__REQUIRED WORK__
From the line with "Would you mind pointing out the building" through the final line, transcribe the material below character for character; include no other lines.

[Pointing dataset excerpts]
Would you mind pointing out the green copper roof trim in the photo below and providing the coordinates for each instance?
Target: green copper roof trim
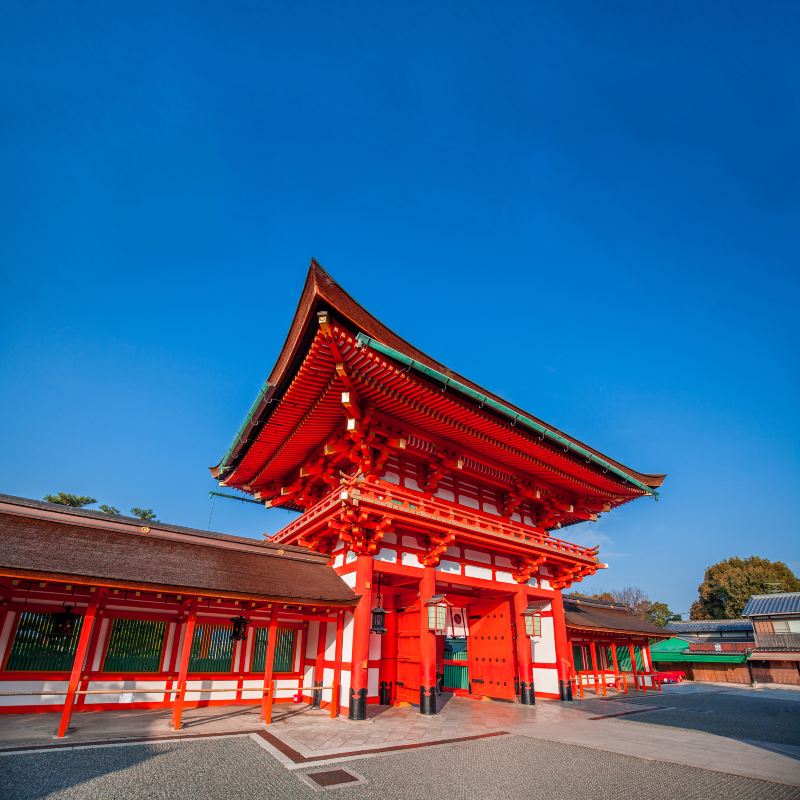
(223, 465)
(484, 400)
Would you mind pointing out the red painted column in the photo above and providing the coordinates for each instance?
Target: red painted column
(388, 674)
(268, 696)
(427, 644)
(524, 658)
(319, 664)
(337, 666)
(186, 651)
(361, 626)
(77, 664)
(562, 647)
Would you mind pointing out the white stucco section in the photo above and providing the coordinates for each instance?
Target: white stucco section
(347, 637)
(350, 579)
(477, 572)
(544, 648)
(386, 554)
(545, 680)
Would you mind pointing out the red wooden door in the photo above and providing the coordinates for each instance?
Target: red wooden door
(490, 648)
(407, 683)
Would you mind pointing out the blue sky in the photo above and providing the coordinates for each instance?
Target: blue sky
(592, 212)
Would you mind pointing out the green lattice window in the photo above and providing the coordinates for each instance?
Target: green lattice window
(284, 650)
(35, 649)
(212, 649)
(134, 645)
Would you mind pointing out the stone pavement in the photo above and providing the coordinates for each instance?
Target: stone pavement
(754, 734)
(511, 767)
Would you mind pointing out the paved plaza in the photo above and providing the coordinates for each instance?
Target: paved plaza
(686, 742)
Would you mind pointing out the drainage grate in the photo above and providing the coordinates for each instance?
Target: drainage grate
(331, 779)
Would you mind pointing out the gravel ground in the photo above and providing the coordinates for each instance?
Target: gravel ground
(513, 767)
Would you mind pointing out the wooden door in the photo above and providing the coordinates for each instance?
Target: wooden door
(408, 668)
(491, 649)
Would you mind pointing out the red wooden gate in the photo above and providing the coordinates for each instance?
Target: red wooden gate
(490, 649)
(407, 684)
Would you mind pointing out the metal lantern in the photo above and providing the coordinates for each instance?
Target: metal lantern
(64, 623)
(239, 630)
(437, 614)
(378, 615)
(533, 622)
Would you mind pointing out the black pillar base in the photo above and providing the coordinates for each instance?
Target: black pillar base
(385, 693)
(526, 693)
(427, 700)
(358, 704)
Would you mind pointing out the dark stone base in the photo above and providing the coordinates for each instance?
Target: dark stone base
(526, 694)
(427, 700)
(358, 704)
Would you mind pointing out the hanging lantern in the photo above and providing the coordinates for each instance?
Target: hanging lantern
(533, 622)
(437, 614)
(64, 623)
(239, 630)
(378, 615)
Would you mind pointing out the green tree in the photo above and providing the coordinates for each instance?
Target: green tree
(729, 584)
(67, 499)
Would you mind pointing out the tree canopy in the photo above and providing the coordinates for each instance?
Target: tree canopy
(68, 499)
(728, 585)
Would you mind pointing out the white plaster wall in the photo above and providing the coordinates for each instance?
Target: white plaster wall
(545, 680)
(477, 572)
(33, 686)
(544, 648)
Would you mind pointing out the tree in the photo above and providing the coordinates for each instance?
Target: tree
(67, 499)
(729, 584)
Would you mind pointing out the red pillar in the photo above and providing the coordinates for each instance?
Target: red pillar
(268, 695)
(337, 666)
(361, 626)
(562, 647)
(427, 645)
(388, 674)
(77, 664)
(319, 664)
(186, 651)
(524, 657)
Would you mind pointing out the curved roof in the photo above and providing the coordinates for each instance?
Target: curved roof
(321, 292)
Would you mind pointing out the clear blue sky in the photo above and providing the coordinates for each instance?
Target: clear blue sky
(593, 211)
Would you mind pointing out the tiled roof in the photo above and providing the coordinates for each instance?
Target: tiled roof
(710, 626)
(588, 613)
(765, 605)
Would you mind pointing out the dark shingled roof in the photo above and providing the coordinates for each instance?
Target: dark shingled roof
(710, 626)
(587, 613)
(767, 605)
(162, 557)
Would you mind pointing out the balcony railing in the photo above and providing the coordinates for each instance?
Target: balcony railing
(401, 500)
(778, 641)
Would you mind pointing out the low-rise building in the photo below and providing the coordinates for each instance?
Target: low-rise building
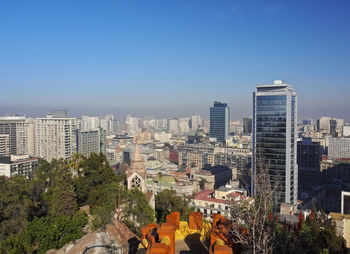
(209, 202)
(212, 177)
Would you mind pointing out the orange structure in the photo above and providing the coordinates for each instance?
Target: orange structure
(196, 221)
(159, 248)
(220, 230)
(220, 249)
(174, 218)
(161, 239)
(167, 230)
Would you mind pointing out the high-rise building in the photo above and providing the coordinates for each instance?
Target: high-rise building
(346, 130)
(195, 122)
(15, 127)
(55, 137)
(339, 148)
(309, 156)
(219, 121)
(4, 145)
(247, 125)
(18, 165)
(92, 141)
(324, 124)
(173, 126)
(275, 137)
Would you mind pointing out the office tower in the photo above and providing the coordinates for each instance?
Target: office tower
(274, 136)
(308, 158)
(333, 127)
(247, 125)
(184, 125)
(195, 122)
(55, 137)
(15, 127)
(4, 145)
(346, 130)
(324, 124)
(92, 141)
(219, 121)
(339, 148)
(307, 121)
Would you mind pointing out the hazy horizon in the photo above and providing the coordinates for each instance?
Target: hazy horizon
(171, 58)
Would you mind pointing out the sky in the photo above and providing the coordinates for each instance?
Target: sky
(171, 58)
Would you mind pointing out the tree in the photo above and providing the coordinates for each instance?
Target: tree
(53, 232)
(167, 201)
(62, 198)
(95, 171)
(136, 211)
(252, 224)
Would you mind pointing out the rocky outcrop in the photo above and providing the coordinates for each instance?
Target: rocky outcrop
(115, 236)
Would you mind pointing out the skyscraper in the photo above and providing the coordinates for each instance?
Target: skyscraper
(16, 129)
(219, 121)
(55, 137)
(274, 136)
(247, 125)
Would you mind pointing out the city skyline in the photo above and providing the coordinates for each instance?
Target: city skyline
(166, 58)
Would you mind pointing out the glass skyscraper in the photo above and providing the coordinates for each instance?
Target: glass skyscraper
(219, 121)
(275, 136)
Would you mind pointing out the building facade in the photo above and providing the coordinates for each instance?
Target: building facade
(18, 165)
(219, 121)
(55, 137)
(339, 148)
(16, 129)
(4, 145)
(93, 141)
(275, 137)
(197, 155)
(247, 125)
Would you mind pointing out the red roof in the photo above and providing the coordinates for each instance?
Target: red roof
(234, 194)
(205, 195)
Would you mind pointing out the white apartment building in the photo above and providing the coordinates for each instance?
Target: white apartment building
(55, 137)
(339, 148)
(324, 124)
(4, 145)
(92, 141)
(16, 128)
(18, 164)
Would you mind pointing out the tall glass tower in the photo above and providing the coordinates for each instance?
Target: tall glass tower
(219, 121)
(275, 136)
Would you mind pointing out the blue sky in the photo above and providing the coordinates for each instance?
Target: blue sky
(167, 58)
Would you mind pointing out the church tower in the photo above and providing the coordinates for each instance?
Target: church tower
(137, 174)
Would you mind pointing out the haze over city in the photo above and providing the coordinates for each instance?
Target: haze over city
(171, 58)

__FULL ANSWER__
Would you mind pointing out the building facade in the photo above and providing the coordinates for each instance?
Target: building facade
(18, 165)
(219, 121)
(55, 137)
(339, 148)
(16, 129)
(4, 145)
(93, 141)
(275, 137)
(197, 155)
(247, 125)
Would you mind pointing out the red roof in the photo above and providing the coordinates for each instance?
Target: red roof
(234, 194)
(205, 195)
Would you mind pointing out the white apartment building in the photo above and providing the coordinates for each instance?
Target: white apartment building
(55, 137)
(339, 148)
(324, 124)
(4, 145)
(92, 141)
(16, 128)
(18, 164)
Would you mind pointing out the tall glass tower in the photo above and providing the coordinates for each instance?
Target: tall glass tower
(219, 121)
(275, 136)
Would you mind pointing out the blue sky in the photo above and providing the coordinates for each instance?
Target: blue sky
(167, 58)
Would you mind pointing out the church tower in the photo above and providing the coordinates for each instance?
Target: church tower
(137, 174)
Would you mind pointing out the haze over city in the photo above and providing the coordinates for each instance?
Target: haze over city
(171, 58)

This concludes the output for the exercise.